▶ Material provided

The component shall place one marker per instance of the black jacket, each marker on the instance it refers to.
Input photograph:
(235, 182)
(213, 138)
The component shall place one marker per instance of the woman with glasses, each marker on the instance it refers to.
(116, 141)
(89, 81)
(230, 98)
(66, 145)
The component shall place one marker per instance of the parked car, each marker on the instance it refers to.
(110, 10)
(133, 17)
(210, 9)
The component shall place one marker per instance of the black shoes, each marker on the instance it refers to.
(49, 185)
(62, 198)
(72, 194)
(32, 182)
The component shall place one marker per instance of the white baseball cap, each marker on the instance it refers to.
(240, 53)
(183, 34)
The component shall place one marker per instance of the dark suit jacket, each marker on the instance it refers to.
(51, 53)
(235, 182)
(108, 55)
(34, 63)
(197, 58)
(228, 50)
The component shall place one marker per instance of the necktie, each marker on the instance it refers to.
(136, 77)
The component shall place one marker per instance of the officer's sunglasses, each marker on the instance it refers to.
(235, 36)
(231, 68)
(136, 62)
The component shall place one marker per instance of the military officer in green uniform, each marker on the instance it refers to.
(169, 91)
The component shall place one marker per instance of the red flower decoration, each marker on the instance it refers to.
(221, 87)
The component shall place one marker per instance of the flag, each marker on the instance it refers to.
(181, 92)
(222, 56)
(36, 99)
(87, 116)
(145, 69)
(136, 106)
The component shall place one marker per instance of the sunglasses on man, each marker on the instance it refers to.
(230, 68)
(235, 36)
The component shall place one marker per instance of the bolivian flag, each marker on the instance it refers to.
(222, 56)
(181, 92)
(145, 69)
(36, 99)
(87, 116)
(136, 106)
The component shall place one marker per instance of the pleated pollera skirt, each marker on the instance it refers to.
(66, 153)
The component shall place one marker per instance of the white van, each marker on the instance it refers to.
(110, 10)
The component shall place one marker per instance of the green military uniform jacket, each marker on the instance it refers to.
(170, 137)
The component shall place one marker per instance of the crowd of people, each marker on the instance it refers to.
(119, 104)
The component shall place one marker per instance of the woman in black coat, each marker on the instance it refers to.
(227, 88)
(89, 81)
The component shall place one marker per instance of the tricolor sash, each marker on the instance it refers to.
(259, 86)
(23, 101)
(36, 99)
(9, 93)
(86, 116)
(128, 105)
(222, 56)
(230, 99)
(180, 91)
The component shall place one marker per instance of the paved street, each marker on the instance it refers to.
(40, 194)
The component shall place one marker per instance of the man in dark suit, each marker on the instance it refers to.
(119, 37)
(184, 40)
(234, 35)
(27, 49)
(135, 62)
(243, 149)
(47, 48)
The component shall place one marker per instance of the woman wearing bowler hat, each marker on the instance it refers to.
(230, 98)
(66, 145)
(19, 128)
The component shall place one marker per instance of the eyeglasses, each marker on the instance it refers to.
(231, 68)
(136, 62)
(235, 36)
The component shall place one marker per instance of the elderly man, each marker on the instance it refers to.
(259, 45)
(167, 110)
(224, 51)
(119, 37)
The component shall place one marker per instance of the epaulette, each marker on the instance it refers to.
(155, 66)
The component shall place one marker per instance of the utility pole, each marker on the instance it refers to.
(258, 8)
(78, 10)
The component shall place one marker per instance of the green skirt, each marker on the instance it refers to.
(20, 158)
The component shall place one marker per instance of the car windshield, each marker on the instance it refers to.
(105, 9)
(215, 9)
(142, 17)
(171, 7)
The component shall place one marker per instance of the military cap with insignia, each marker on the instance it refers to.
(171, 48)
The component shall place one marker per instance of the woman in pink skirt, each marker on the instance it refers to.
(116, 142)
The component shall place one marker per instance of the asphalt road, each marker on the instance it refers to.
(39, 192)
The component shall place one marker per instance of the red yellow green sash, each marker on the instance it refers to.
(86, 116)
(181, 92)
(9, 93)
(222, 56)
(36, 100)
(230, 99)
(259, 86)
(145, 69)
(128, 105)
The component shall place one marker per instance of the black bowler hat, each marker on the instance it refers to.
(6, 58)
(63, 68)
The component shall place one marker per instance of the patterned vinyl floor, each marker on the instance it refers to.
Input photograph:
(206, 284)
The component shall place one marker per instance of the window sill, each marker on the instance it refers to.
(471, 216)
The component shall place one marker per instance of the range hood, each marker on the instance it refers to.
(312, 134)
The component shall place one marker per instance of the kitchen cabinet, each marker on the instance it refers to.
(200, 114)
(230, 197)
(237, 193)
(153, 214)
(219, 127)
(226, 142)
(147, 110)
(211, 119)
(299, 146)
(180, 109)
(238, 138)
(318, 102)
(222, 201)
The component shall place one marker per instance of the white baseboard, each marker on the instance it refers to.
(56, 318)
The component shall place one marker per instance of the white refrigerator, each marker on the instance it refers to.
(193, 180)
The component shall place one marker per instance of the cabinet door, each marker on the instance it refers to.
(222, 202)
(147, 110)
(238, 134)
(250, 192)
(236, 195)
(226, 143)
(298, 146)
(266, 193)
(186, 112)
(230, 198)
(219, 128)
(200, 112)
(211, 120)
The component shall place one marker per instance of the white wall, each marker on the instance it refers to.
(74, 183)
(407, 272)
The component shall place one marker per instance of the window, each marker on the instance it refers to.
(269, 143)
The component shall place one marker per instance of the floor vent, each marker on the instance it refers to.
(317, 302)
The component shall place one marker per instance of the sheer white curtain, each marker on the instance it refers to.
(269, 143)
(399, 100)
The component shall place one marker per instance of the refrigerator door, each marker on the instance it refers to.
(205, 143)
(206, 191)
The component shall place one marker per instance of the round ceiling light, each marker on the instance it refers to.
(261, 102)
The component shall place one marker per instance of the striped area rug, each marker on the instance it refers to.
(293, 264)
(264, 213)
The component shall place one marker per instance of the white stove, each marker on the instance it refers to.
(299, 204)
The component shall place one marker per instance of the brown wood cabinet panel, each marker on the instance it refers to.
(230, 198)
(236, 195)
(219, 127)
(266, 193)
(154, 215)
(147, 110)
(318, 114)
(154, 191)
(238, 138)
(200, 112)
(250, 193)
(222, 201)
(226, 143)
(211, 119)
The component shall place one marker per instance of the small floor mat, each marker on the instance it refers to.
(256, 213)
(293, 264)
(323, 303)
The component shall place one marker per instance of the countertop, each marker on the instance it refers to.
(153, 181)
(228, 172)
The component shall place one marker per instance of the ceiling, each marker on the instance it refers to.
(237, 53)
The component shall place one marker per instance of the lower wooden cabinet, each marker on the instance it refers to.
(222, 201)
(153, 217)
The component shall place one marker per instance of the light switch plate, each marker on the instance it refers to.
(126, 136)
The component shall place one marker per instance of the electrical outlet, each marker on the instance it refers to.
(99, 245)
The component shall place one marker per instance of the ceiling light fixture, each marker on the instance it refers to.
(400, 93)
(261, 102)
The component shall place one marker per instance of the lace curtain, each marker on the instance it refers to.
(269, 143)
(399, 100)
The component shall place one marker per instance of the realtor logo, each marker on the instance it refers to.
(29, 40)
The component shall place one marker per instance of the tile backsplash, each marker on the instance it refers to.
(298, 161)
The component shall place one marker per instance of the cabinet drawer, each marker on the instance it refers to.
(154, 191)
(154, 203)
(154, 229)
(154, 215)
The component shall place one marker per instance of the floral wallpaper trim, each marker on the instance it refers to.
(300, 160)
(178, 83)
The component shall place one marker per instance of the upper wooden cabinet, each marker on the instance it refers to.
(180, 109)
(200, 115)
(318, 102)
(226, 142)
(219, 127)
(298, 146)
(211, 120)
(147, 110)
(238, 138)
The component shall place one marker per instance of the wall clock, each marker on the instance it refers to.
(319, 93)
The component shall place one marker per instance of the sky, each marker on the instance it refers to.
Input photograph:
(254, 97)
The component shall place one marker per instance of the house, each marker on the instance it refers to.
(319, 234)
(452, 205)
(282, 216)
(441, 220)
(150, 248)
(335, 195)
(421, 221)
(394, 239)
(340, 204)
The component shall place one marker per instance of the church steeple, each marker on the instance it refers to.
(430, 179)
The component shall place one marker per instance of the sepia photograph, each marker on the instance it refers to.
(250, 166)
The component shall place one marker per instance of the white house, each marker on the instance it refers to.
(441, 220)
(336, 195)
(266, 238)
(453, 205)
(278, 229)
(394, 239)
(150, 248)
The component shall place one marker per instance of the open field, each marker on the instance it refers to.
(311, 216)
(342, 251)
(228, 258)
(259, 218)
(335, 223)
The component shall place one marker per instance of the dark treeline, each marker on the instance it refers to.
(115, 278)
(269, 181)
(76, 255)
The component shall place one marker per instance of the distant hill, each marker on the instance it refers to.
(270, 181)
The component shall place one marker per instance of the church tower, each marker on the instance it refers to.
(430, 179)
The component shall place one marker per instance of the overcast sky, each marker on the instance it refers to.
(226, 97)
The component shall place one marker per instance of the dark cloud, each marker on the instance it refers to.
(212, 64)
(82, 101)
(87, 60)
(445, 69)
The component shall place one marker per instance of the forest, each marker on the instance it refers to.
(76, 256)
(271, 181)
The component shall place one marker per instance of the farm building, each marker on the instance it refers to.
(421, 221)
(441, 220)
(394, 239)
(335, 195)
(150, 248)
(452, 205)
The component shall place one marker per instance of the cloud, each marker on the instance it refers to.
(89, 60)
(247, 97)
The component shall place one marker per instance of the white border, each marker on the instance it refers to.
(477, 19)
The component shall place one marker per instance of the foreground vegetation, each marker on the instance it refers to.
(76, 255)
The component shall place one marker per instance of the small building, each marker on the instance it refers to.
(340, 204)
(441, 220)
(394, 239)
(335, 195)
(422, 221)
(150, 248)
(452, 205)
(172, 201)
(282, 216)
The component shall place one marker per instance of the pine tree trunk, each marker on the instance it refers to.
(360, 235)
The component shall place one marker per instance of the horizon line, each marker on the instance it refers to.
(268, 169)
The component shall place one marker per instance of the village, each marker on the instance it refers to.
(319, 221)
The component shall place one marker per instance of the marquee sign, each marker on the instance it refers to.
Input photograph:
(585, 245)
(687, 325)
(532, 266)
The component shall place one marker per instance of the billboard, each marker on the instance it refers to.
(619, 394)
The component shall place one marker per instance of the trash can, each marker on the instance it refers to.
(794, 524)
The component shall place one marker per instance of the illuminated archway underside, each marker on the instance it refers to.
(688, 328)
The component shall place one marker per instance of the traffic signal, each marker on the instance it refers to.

▶ Exercise description
After locating the line containing "The component shall place one marker per instance of the pine", give that line and every later line of the listing again exactly, up to and including the last.

▶ Output
The component shall place one marker per instance of the pine tree trunk, each marker on the instance it refers to.
(360, 235)
The component shall place one marker per instance of the horizon line, each marker on the instance it refers to.
(268, 169)
The component shall place one marker per instance of the village, each marker on the instance it refers to.
(319, 221)
The component shall place one marker per instance of the marquee sign, each marker on the instance it refers to.
Input photograph:
(585, 245)
(687, 325)
(532, 266)
The component shall place one marker per instance of the billboard, each marker on the instance it refers to.
(619, 394)
The component shall place one marker per instance of the trash can, each marker on the instance it refers to.
(794, 524)
The component shall place one marker per instance of the illuminated archway underside, each marker on the instance it refers to.
(688, 328)
The component shall place one marker per instance of the traffic signal, each marker on the instance it refers to.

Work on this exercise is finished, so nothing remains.